— Записи с данными —
───
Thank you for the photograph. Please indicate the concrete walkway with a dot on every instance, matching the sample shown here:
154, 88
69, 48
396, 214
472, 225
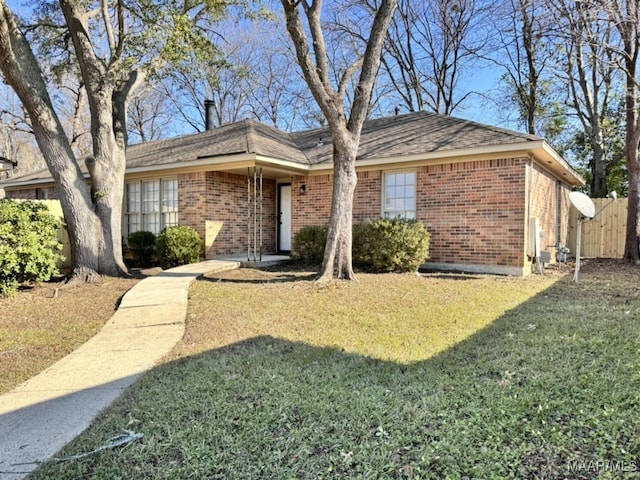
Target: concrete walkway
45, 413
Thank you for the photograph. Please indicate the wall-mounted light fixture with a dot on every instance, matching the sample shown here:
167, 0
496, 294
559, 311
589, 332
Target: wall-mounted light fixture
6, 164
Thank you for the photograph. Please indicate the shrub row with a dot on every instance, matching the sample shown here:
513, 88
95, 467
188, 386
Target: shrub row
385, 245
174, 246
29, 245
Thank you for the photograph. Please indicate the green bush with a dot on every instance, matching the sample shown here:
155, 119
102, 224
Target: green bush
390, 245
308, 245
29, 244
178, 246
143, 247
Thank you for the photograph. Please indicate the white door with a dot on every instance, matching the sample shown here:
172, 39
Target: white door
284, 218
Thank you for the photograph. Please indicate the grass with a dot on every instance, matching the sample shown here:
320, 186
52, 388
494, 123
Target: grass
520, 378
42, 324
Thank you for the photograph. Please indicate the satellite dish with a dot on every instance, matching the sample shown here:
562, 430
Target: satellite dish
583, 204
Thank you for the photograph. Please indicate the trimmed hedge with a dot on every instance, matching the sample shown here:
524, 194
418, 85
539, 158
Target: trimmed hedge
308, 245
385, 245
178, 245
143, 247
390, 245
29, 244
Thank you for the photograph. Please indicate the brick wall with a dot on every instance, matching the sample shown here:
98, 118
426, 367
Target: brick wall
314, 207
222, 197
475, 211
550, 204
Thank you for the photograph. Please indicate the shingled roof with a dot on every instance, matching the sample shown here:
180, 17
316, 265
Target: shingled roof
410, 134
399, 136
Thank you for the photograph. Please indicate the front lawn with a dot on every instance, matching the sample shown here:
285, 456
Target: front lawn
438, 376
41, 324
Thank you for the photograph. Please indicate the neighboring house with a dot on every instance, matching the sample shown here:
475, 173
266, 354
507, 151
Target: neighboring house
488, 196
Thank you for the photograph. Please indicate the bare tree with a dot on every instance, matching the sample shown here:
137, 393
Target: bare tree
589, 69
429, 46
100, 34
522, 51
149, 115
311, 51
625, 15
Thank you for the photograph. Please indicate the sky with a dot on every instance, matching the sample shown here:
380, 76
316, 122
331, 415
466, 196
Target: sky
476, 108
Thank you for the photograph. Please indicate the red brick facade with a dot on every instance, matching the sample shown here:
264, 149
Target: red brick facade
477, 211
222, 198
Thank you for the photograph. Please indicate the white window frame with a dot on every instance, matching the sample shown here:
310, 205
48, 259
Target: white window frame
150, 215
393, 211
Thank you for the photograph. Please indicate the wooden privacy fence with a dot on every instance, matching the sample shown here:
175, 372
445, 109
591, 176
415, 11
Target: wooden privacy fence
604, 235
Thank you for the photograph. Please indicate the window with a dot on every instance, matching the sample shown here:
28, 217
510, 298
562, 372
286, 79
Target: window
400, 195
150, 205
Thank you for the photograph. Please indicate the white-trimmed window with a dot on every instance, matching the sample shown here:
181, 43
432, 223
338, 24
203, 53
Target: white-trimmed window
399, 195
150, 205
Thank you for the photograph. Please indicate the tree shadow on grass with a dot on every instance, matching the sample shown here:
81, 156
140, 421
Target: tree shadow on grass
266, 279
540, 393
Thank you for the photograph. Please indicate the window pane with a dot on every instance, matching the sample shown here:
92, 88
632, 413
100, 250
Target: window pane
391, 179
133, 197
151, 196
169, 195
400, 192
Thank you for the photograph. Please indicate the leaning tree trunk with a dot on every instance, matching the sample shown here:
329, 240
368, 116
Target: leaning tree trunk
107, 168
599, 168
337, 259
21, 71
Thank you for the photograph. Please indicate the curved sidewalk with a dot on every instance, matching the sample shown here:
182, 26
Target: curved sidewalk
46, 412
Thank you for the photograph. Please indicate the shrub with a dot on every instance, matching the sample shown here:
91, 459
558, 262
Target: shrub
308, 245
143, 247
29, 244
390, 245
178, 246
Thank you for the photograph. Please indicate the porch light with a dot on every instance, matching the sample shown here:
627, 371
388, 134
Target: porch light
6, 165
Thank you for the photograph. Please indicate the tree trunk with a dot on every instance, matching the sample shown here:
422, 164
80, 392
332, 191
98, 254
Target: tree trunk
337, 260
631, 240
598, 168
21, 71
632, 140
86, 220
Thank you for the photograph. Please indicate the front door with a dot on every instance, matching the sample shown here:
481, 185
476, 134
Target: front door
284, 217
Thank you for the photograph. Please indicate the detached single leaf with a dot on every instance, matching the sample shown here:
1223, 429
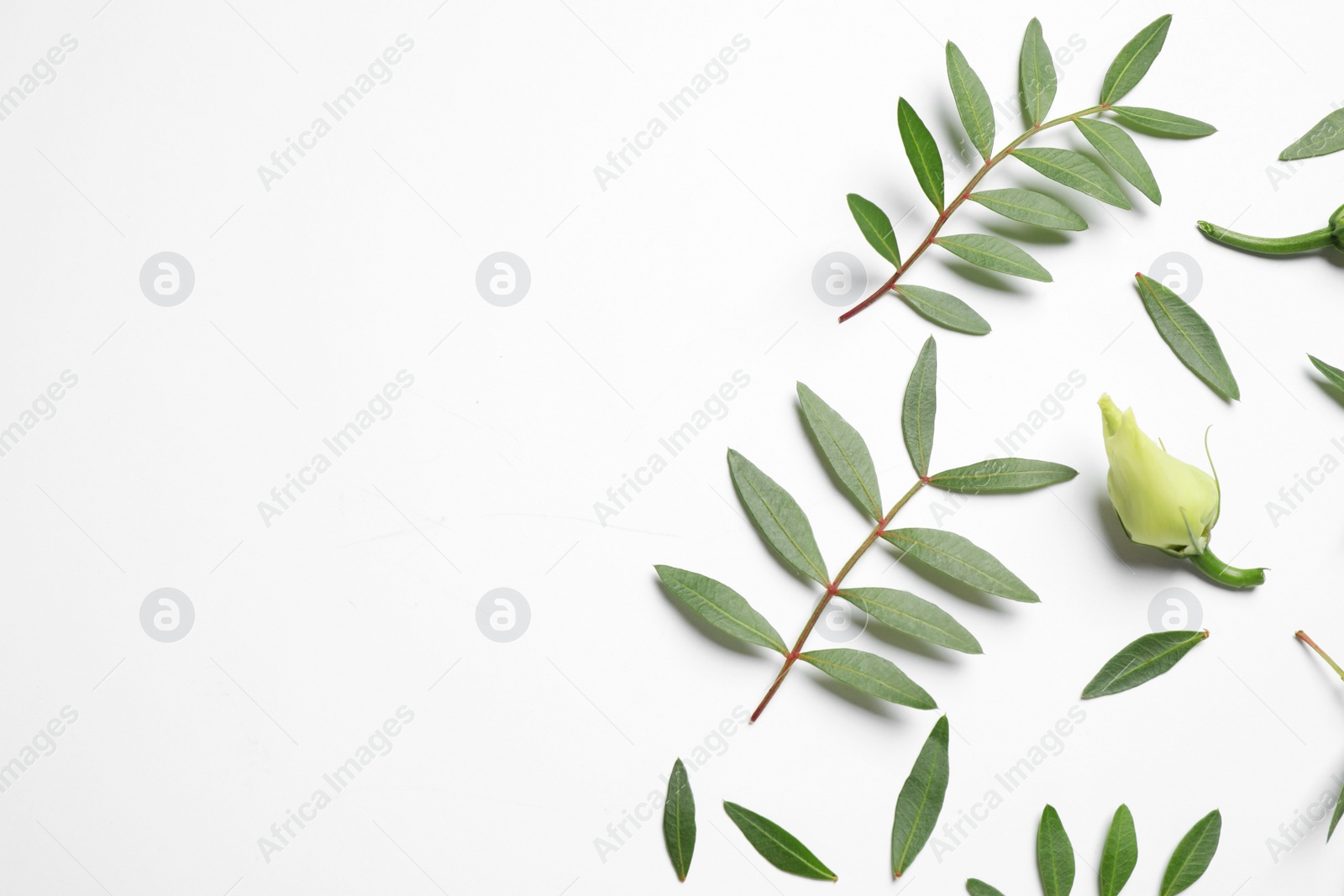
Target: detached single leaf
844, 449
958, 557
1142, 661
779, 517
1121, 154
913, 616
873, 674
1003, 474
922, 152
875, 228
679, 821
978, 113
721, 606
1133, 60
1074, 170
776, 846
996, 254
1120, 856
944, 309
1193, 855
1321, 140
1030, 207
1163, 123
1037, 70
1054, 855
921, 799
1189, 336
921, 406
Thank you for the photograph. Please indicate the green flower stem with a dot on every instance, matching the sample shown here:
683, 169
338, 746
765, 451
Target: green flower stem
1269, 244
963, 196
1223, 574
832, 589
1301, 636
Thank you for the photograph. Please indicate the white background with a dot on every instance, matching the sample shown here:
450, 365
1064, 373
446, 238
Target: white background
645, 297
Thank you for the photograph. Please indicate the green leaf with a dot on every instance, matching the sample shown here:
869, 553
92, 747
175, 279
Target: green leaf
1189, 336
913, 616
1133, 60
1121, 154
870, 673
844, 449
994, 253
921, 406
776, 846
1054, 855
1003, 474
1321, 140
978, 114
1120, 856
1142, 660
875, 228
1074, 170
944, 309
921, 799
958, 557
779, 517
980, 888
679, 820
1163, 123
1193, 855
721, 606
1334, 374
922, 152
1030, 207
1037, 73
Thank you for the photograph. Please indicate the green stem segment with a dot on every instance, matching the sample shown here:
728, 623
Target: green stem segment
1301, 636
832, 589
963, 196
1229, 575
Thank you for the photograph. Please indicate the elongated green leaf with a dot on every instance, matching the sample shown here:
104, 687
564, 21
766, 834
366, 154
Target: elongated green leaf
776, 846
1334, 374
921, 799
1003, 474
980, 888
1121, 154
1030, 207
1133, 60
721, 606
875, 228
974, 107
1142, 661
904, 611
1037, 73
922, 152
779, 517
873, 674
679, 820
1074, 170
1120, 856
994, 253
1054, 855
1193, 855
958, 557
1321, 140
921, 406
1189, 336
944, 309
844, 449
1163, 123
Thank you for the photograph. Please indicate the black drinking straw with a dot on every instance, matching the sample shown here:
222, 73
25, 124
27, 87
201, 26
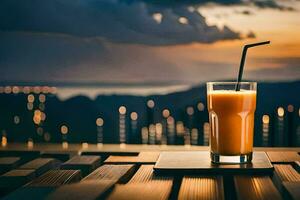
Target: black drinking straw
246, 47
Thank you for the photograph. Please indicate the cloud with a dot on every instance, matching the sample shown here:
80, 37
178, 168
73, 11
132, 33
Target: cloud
───
— УСЛОВИЕ ЗАДАЧИ —
Перепишите все записи выше дословно, строку за строкой. Изображения в ответ не включайте.

— РЕШЕНИЕ НИЖЕ —
Thank you for the photograph. Please indicate the concrete walkway with a dot on every instance, matching the sample shown here:
154, 88
69, 48
396, 214
472, 225
Target: concrete walkway
45, 413
Thank you for the photograph. Please indicate the wall-mounted light fixture with a dot on every instance, matching the sample shown here:
167, 0
496, 294
559, 311
589, 332
Target: wall-mounted light fixture
6, 164
Thank you for the photograph. Please indicate the shrub row with a dot on every instance, matching the sample shown here:
513, 88
95, 467
188, 386
Target: shrub row
385, 245
174, 246
29, 245
Thank you for the photograph. Please indicate the green bush with a dot on every instance, matching the sample shown here:
155, 119
102, 224
Target: green bush
390, 245
308, 245
29, 244
178, 246
143, 247
Thank you for the photograph. Please indicate the white door with a dot on every instance, matching the sample shown here:
172, 39
Target: white door
284, 218
Thank you for the photograph. Please indicate the grass with a dot on every instance, matching the sample shown here:
320, 186
52, 388
494, 123
Target: grass
520, 378
42, 324
Thank you for the photograph. Please indicate the satellite dish with a dot on every instance, matching the sample shown here:
562, 430
Target: satellite dish
583, 204
Thank you for the photograph. Please indicate the trimmed hedge with a dot on every instance, matching the sample shown here:
524, 194
418, 85
539, 158
Target: trimmed hedge
308, 245
385, 245
178, 245
143, 247
390, 245
29, 244
Thank you for the photograph. Please indicate the brick wall with a dot on every instance, matching the sample shown here:
98, 118
426, 367
Target: brick wall
314, 207
222, 197
475, 211
550, 204
Thank you for the photograph. Please indicate the shingled roof with a dot on every instance, matching the sample shown here:
180, 17
316, 265
Target: shingled roof
410, 134
399, 136
Thank you for the photograph. Please indicate the front lawn with a dot on every instance, matching the sample shown here:
285, 456
Target: front lawn
438, 376
41, 324
Thank you for the photograph. Please indicate the neighboring house with a dot on every instance, matching the sample shown here:
475, 173
266, 354
507, 151
Target: neighboring house
488, 196
Thank you for the photograph. Please indicate the bare tree with a dot on every instance, matching the sample shown here:
137, 393
Target: bare tree
589, 69
429, 46
100, 34
522, 51
149, 115
311, 51
625, 15
Thank you for the photograph. Please indicate the sky with a dot on every instance, matching the sample shown here:
380, 76
316, 122
331, 415
466, 196
Target: sky
476, 108
Thank you for the photograph. Please indicate the red brick facade with a dot on every instance, matching the sample shown here:
264, 149
Target: red brick facade
477, 211
222, 198
Thank you for the photograph. Please indicate the white window frame with a dot on every instance, matching the sample shown here:
310, 205
48, 259
Target: white window frame
150, 215
393, 211
Thank you for the photograph. Please indicate the wooden privacy fence with a dot on every instance, matching the sample shown here:
175, 372
445, 109
591, 176
415, 11
Target: wooden privacy fence
604, 235
Thank you for the photograph. Please indicate the window with a dot on every instance, matching the sample shown here:
28, 217
510, 298
562, 372
286, 79
Target: window
400, 195
150, 205
Thank you for the photograph. Please indicate the white-trimmed window with a dot on every instance, matching the sample shown here:
181, 43
432, 223
338, 24
203, 53
Target: white-trimmed window
399, 195
150, 205
Thank you for the photograph. Please indicate the tree shadow on grass with a dot on every instance, matching the sample shown here:
81, 156
140, 421
Target: tree shadow on grass
266, 279
540, 393
Thank you for the photograph. Please indicate the window pane with a dot on every instance, matching the sample shown here:
92, 88
632, 413
100, 250
Target: window pane
391, 179
133, 197
151, 196
169, 195
400, 192
Thank you for the photograph. Please indicate the leaning tree trunk with a dot on every instance, matching the sample shown here:
329, 240
368, 116
Target: leaning tree trunk
107, 168
599, 168
337, 259
21, 71
Thank you for the photograph. Please indicate the curved sidewalk with a dot on every instance, matching the sample shown here:
182, 26
Target: curved sidewalk
46, 412
Thank you for the photograph. Please indicate the shrub with a dot on every instance, matching the sample shown here:
91, 459
558, 262
Target: shrub
308, 245
143, 247
29, 244
390, 245
178, 246
Thank you for the photograph. Please indicate the porch light with a dot on every instance, matching the sample shown here:
627, 371
388, 134
Target: porch light
6, 165
Thank you for the photograph. Please indicate the tree trunk with a dot on every instance, matching the sample shown here:
422, 164
80, 392
332, 191
98, 254
Target: tree trunk
337, 260
631, 240
598, 168
21, 71
632, 140
86, 220
Thank you for the photograph. Please indicate the front door with a dot on every instance, matching the sample shown here:
481, 185
476, 134
Target: front door
284, 217
Thank you for the photograph. Please indicate the detached single leaf with a dot on every instance, matching the sample shown here:
1223, 429
Target: detached single leaf
844, 449
958, 557
1142, 661
779, 517
1121, 154
913, 616
873, 674
1003, 474
922, 152
875, 228
679, 821
978, 113
721, 606
1133, 60
1074, 170
776, 846
996, 254
1120, 856
944, 309
1193, 855
1321, 140
1030, 207
1163, 123
1037, 70
1054, 855
921, 799
1189, 336
921, 406
Thank you for the photograph. Please indicate the green flower stem with a dot on every instance, matching the sample shown here:
683, 169
338, 746
765, 451
Target: green flower stem
1269, 244
963, 196
1223, 574
832, 589
1301, 636
Thank you for the photograph. Please indicate the white background with a dot on every instance, matching the sample shown here:
450, 365
1064, 373
446, 238
Target: white background
645, 297
Thank you for the photograph. Please indicate the green leaf with a dot on every instance, matching the sample shown here:
869, 553
92, 747
175, 279
Target: green leaf
1189, 336
913, 616
1133, 60
1121, 154
870, 673
844, 449
994, 253
921, 406
776, 846
1054, 855
1003, 474
1321, 140
978, 114
1120, 856
1142, 660
875, 228
1074, 170
944, 309
921, 799
958, 557
779, 517
980, 888
679, 820
1163, 123
1193, 855
721, 606
1334, 374
922, 152
1030, 207
1037, 73
Thank you for the photograph. Please indicate the green stem segment with a dot on every instance, matching the sample shown here:
728, 623
Target: green stem segment
1301, 636
832, 589
963, 196
1229, 575
Thank you for the photograph. Please indicate the elongated green leaf with a dot on every instance, matching the sample shown here:
104, 687
564, 21
766, 834
366, 154
Target: elongated green leaf
776, 846
1334, 374
921, 799
1003, 474
980, 888
1121, 154
1030, 207
1133, 60
721, 606
875, 228
974, 107
1142, 661
904, 611
1037, 73
922, 152
779, 517
873, 674
679, 820
1074, 170
1120, 856
994, 253
1054, 855
1193, 855
958, 557
1321, 140
921, 406
1189, 336
944, 309
844, 449
1163, 123
Thank you for the photograph. Please indicate the black drinking straw with a dot on every instance, matching the sample shown here:
222, 73
25, 124
27, 87
201, 26
Target: black drinking straw
246, 47
Thank you for the photograph. Please indicate the cloud with a dot on every instance, matching the sample shown here:
80, 37
178, 168
73, 11
132, 33
Target: cloud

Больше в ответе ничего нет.